Look through the records below and copy each line that includes the word "painted".

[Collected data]
--------------------
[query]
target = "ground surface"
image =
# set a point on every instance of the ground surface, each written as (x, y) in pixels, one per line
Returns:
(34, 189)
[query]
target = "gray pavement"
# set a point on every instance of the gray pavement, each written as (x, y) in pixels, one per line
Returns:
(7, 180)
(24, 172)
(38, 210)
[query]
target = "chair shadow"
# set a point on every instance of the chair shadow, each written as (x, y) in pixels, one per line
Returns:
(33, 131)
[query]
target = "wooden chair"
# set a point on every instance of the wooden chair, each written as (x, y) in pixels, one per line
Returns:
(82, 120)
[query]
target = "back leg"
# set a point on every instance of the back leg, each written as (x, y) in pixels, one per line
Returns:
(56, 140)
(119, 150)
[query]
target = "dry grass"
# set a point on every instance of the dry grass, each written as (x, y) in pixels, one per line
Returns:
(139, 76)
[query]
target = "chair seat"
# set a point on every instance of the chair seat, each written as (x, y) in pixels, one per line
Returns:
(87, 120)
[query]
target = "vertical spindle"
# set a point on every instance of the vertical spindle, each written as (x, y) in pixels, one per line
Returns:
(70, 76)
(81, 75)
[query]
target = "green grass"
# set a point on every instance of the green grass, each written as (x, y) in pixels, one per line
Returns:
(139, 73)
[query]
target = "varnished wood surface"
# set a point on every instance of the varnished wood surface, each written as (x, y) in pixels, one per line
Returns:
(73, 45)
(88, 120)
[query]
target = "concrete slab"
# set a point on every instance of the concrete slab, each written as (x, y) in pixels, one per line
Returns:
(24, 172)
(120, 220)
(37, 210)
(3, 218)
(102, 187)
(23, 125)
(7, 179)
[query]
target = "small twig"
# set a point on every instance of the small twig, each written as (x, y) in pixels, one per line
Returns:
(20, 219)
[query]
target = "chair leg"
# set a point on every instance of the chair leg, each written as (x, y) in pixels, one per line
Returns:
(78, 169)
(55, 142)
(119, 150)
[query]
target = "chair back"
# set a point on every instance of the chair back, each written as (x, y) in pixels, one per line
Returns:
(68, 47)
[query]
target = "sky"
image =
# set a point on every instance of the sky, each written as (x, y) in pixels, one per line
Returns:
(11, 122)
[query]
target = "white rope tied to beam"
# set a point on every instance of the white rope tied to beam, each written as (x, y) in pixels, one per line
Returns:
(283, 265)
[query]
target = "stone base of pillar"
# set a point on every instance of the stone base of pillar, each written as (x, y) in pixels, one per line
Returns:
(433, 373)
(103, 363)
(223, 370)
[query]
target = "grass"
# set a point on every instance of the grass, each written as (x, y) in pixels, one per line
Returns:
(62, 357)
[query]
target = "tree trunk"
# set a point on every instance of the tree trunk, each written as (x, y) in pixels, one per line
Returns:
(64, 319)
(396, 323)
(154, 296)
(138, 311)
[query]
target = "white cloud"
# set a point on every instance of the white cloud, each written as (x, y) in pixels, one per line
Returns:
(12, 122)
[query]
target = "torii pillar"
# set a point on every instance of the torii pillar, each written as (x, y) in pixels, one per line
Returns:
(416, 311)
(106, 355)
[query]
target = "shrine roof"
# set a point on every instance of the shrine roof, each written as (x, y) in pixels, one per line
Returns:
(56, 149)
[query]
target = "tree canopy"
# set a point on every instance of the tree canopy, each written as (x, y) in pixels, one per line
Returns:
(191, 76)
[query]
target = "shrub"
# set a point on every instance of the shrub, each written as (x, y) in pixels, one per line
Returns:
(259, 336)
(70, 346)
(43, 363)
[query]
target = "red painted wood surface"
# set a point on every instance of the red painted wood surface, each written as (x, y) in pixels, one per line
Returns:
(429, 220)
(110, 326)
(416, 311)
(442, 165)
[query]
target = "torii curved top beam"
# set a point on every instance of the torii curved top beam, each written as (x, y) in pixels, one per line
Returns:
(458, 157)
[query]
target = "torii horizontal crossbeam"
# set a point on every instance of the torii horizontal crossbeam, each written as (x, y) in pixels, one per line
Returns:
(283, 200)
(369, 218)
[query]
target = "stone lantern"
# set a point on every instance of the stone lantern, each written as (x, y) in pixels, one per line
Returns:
--------------------
[ANSWER BOX]:
target = "red painted wood surface"
# set a point on every instance of the red painted wood surface, each written as (x, y) in pixels, one per line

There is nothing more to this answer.